What is expected:
Leave out the images and output the records word for word.

:: Provided records ::

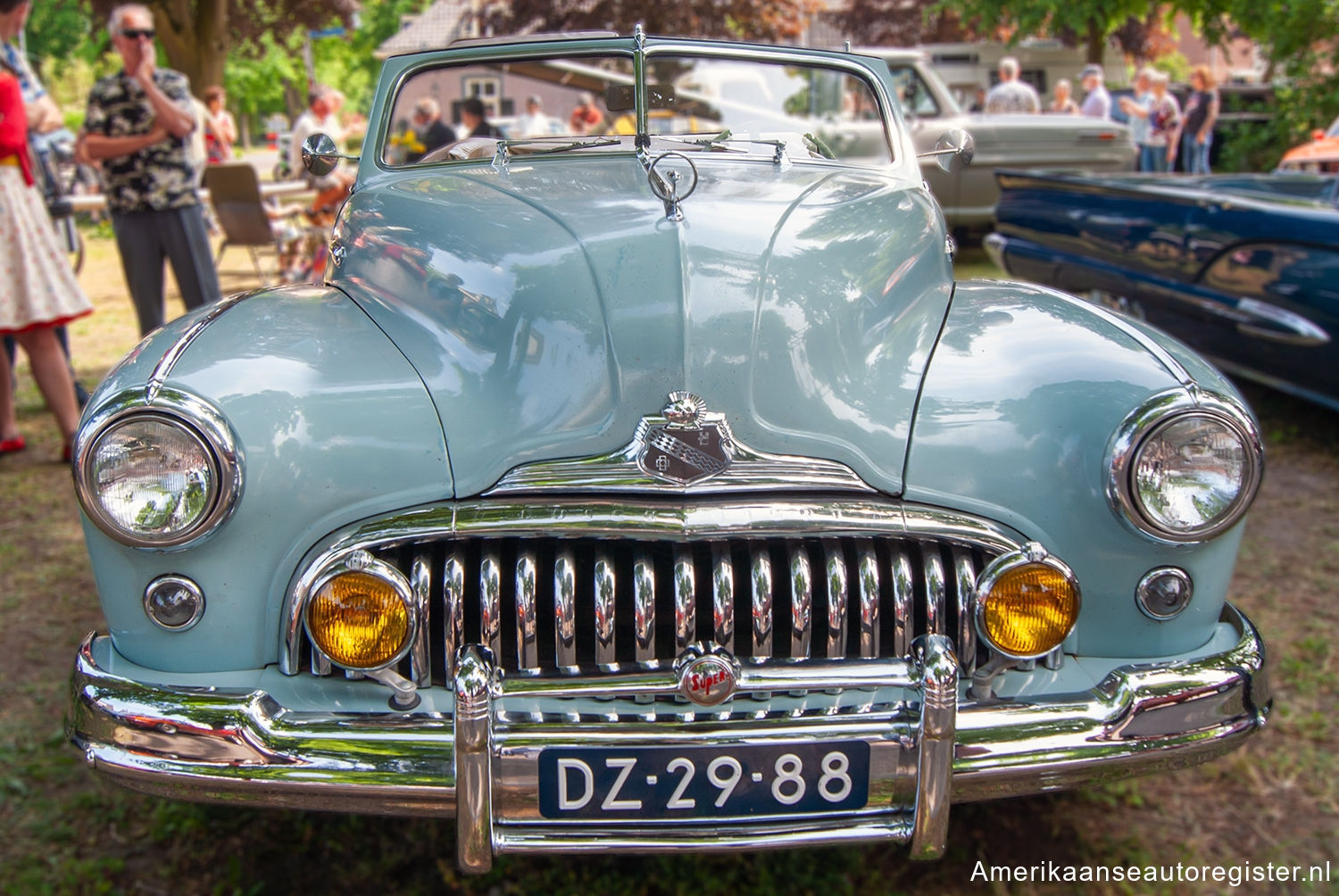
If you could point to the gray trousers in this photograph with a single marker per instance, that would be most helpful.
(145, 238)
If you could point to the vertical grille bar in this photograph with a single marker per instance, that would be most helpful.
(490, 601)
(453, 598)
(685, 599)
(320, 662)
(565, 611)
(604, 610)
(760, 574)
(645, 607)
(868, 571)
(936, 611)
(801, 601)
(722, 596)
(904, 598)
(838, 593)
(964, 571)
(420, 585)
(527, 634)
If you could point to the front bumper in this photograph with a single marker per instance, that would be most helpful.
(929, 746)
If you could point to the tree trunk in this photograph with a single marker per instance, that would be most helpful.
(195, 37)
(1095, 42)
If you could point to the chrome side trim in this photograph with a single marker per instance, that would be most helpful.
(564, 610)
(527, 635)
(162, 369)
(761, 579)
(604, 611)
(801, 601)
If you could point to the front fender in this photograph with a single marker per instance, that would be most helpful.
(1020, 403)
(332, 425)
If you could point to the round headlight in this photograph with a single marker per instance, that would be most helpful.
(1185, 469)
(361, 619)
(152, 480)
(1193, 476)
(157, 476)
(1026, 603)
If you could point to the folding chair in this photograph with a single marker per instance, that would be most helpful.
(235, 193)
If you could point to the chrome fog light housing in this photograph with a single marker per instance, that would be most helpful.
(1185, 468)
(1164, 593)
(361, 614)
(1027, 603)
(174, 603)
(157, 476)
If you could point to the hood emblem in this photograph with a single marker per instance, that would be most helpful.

:::

Your solution:
If you could point to the gray trousers in this photograph with a single marker per instance, that would be most helpful.
(145, 238)
If you could point to the vertical grille bar in this photograph with a single marker per instance, that would be most helpful.
(490, 601)
(453, 598)
(685, 599)
(320, 662)
(565, 611)
(604, 610)
(760, 574)
(645, 607)
(868, 571)
(936, 611)
(801, 601)
(722, 596)
(904, 598)
(838, 593)
(964, 571)
(420, 585)
(527, 634)
If you could point to the front bumper in this photograph with a single marker per instance, that would be most helpful.
(929, 746)
If you could point to the tree trunk in this photograph with a single marker per instance, that would be most helpful.
(195, 37)
(1095, 42)
If you could point to the chrome side trim in this photograph with a single marker per instance, that would be most helpful.
(564, 610)
(527, 635)
(162, 369)
(761, 579)
(604, 611)
(801, 601)
If you could point to the front fender in this photograph with a single marker per instance, that would be most helpful.
(1020, 403)
(332, 425)
If you could point to the round headlight in this photograph with a single marker per instance, that would be most helpful.
(1185, 469)
(361, 619)
(152, 480)
(1193, 476)
(157, 476)
(1026, 603)
If you could point to the folding chair in this photograph with a single marker per instance, that would be most helpful.
(235, 193)
If you could point to the chrome fog light housing in this photograph with a single marker per instance, that would be most helpful.
(1185, 468)
(1164, 593)
(361, 614)
(1027, 603)
(174, 603)
(157, 476)
If you could point to the hood emblem in this photograph with a single marker per instance, that would be most helpful.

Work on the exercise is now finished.